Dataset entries
━━━━━━━━━━━━━━━━━━━━━━━━━━━━━━

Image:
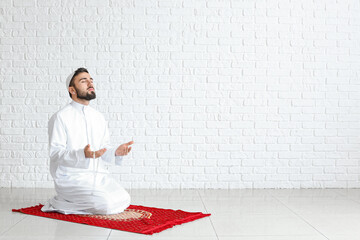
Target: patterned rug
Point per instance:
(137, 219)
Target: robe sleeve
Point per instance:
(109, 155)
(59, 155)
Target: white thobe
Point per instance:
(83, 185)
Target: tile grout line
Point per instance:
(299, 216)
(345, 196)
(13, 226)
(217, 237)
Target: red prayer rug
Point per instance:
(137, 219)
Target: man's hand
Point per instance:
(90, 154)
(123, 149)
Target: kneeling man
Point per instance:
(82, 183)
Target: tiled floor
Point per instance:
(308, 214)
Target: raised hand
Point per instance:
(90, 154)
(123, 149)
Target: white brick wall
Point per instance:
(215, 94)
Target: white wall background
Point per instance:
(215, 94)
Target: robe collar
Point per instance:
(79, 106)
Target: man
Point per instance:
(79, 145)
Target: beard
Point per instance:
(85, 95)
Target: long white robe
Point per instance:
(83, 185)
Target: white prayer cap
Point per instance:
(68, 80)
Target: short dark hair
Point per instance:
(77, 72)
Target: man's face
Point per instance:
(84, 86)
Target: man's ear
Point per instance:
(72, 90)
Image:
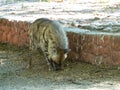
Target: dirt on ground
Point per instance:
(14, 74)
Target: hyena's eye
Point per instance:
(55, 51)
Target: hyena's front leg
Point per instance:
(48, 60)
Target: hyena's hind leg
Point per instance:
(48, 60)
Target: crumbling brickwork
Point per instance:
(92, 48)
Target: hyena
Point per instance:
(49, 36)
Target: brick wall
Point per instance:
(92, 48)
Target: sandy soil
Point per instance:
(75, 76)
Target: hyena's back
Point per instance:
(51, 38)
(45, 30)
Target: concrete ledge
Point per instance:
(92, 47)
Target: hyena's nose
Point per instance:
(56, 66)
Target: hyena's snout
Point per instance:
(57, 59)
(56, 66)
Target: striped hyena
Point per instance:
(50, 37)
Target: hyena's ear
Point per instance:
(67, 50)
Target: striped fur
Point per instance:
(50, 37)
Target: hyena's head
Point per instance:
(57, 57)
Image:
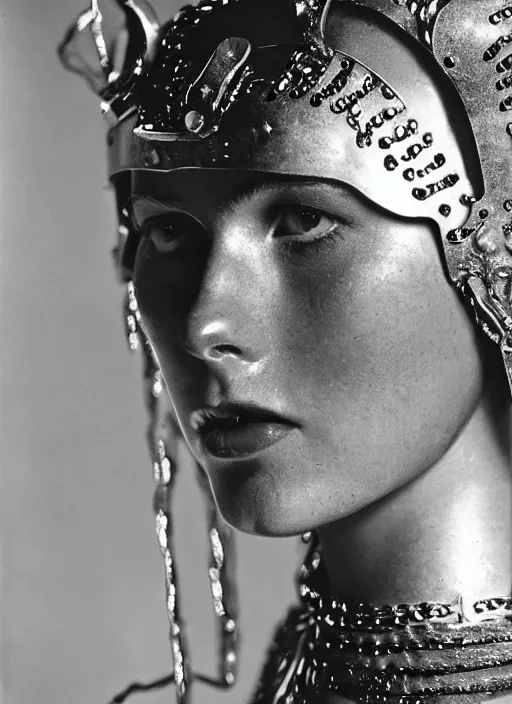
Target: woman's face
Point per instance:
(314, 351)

━━━━━━━━━━━━━━━━━━━━━━━━━━━━━━

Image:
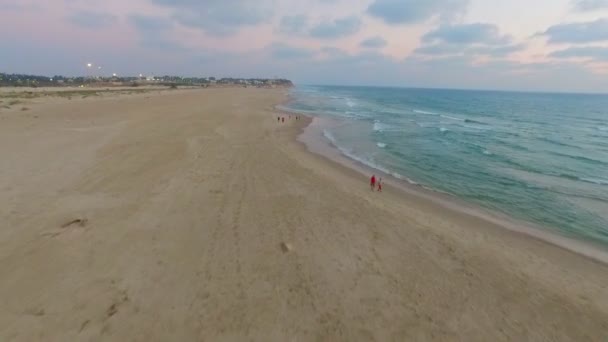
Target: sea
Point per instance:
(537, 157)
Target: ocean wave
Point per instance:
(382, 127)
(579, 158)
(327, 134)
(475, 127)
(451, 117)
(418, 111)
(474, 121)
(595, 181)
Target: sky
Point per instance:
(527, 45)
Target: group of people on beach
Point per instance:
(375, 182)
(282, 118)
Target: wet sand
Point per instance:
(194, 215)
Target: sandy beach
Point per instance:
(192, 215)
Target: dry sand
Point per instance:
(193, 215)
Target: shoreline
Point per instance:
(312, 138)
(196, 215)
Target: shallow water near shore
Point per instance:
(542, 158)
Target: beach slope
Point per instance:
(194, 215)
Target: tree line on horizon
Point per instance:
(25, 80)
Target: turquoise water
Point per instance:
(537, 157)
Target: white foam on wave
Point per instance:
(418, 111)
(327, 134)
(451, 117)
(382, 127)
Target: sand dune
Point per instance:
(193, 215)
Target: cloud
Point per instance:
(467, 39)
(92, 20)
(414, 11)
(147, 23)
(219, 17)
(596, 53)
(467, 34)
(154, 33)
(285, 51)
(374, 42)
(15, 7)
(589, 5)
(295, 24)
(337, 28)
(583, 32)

━━━━━━━━━━━━━━━━━━━━━━━━━━━━━━

▶ [TASK DESCRIPTION] State the number of lines in the data that contain the word "striped", offering no other text.

▶ [WRITTEN RESPONSE] 2